____ Exercise data
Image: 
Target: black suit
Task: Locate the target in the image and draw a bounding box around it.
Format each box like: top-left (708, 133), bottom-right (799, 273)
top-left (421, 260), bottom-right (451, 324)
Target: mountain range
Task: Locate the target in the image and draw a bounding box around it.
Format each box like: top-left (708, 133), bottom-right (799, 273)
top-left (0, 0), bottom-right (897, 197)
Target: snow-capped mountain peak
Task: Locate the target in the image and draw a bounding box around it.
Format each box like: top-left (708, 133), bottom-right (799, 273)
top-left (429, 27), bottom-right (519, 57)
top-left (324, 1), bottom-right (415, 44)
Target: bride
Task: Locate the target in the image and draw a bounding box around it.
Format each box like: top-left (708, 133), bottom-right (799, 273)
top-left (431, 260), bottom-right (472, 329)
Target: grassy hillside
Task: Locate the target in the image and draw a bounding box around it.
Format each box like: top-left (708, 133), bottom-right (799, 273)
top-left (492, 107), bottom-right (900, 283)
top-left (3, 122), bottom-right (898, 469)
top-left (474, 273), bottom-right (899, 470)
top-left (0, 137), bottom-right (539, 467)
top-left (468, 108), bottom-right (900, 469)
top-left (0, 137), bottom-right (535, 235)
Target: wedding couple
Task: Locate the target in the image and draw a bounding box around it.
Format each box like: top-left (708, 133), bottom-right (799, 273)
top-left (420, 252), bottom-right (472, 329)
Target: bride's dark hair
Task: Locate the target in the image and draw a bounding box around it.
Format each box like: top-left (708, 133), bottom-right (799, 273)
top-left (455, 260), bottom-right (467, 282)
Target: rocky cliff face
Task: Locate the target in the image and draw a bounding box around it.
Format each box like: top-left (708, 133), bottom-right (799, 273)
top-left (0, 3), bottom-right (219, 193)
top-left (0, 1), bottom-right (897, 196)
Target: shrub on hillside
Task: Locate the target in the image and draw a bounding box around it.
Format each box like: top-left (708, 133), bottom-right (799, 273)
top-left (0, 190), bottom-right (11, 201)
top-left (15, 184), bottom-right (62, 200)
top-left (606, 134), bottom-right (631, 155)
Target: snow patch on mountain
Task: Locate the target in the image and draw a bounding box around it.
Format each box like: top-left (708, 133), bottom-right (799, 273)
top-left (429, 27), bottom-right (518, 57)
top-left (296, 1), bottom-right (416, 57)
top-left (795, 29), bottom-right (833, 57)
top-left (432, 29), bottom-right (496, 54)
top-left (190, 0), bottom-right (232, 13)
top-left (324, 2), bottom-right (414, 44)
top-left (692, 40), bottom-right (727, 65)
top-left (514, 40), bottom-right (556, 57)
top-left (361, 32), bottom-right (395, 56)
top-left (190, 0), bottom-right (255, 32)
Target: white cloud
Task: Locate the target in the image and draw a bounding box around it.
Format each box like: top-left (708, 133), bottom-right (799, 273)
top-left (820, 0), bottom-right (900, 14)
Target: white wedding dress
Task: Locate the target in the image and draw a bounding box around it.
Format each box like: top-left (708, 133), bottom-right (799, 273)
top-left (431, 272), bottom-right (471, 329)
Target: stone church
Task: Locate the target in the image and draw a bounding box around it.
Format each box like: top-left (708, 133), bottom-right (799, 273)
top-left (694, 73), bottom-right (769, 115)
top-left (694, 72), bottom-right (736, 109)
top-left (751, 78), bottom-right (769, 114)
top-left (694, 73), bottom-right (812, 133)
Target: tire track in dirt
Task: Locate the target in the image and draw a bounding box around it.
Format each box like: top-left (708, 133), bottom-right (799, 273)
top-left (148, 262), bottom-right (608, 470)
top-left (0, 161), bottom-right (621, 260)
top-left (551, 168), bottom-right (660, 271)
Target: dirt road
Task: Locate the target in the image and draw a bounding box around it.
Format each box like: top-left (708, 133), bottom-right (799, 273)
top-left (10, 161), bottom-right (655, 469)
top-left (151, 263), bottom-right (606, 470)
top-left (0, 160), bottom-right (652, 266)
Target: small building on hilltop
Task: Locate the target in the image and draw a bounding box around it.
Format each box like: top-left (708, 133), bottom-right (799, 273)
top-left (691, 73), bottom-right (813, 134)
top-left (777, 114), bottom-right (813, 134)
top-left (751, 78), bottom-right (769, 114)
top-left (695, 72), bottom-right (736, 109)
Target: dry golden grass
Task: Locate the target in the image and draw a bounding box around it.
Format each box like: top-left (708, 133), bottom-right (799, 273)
________
____ Exercise data
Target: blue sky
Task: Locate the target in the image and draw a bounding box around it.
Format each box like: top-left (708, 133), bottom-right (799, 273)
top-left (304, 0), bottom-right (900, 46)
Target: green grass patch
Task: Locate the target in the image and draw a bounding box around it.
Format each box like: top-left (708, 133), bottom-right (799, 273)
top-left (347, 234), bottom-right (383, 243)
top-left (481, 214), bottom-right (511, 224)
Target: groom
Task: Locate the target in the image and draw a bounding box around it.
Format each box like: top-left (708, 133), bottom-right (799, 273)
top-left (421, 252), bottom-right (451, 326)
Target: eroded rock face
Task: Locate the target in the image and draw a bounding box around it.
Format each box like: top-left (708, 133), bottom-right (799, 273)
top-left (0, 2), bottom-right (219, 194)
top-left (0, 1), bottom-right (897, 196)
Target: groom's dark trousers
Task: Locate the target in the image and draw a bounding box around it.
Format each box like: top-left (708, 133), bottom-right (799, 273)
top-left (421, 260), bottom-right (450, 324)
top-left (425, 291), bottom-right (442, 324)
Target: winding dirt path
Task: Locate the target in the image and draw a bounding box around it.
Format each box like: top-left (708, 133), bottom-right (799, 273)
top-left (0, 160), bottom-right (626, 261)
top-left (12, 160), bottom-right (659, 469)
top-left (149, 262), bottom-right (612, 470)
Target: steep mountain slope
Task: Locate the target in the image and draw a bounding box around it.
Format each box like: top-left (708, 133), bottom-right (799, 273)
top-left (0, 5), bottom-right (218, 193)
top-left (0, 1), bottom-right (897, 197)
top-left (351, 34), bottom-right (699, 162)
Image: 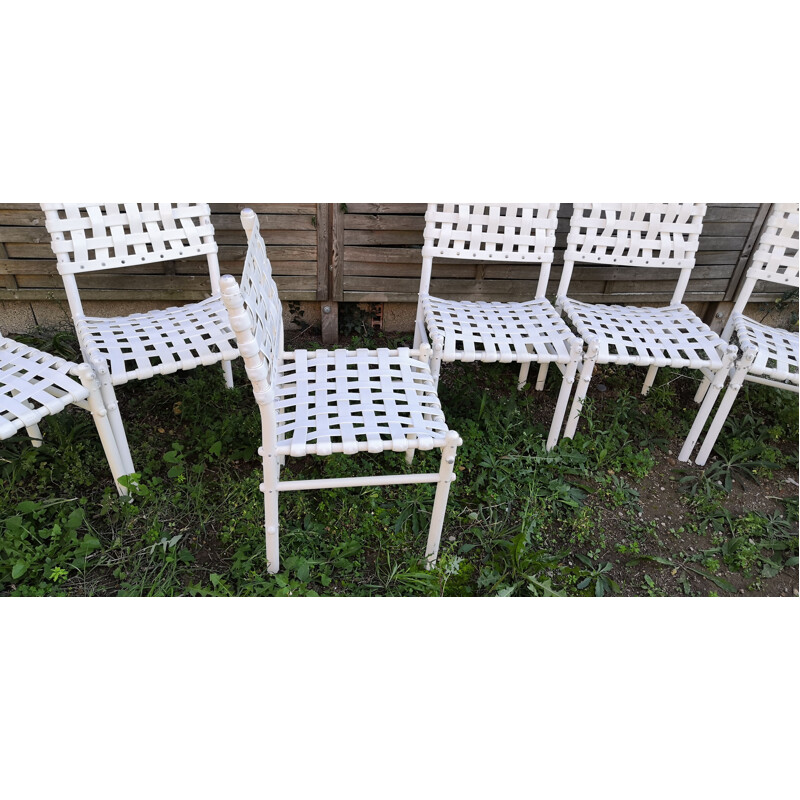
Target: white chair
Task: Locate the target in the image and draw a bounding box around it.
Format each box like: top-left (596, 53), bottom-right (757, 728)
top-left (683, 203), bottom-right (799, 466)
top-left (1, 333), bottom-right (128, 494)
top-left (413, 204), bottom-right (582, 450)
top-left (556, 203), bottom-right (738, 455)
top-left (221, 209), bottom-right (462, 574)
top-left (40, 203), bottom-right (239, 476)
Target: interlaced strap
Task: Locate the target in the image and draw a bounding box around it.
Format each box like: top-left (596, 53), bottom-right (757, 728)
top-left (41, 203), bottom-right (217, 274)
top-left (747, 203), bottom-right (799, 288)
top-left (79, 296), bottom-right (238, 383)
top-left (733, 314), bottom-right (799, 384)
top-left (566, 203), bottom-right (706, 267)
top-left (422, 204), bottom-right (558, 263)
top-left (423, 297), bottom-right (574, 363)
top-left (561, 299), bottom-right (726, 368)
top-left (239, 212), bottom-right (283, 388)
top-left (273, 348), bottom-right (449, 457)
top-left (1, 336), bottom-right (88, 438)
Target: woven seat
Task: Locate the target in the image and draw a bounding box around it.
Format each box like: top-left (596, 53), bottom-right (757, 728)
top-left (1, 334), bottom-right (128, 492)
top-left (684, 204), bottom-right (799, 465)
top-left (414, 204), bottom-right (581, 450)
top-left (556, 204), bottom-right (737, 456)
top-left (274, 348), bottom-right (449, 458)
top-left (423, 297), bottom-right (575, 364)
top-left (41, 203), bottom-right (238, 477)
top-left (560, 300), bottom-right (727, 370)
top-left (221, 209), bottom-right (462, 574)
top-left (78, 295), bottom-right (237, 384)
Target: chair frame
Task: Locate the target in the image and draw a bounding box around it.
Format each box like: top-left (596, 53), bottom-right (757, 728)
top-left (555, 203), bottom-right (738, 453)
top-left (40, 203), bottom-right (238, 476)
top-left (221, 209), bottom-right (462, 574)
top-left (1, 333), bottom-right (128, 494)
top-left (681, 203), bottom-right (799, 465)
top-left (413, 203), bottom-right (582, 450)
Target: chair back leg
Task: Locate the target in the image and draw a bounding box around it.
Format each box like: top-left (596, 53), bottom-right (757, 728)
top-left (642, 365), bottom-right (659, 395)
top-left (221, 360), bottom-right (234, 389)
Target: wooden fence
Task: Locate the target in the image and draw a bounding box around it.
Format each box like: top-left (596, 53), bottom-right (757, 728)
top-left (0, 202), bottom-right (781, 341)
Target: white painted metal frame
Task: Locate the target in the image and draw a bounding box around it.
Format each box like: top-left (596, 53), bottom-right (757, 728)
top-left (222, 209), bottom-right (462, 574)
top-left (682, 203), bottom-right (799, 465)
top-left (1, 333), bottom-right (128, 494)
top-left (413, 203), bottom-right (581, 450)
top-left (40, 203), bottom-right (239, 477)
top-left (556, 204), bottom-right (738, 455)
________
____ Exercise data
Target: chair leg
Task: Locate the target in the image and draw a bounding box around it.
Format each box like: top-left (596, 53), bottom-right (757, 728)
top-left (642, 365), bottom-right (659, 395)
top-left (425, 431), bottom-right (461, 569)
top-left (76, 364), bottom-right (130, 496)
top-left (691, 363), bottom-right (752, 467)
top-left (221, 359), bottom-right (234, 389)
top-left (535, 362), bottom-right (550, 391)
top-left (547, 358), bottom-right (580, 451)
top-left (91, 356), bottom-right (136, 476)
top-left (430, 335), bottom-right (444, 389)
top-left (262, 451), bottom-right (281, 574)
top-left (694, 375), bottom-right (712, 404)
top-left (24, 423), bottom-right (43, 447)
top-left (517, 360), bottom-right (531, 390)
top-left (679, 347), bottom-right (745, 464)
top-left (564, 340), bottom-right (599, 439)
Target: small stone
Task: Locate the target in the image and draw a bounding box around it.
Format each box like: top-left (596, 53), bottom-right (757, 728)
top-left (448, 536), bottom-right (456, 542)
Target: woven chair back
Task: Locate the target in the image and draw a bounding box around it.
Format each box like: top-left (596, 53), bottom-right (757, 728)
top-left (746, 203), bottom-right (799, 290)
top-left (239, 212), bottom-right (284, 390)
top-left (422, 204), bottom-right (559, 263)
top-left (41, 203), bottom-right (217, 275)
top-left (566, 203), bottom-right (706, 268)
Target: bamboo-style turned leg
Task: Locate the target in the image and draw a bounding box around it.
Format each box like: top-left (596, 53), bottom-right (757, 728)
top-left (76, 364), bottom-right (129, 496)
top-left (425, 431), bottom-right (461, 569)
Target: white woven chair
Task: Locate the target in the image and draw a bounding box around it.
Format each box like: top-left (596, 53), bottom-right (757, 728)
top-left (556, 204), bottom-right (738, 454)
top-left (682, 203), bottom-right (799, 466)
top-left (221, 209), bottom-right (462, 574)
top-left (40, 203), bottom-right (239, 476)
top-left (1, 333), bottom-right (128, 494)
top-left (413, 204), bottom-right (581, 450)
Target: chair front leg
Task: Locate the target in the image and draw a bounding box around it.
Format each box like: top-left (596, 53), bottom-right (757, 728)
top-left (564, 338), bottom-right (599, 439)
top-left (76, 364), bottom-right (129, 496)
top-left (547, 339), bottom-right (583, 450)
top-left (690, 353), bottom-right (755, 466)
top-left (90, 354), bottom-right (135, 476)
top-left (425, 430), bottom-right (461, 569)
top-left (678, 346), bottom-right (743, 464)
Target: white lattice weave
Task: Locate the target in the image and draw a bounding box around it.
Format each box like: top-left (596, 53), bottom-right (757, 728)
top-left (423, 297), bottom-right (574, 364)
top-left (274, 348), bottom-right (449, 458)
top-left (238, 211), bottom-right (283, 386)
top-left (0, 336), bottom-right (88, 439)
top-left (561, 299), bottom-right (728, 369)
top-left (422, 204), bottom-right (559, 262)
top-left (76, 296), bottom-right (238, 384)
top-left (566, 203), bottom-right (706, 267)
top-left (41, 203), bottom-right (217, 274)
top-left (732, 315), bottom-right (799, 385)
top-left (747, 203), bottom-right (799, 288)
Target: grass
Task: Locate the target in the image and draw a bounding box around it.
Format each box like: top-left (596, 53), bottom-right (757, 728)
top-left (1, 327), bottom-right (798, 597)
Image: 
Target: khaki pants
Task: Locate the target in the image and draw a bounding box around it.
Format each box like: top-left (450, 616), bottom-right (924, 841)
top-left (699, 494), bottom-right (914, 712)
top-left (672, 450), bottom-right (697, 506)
________
> Exercise goal
Which lines of the records above contain the word "face"? Copy each of them.

> Task solution
Target: rocky cliff face
Target: eroded rock face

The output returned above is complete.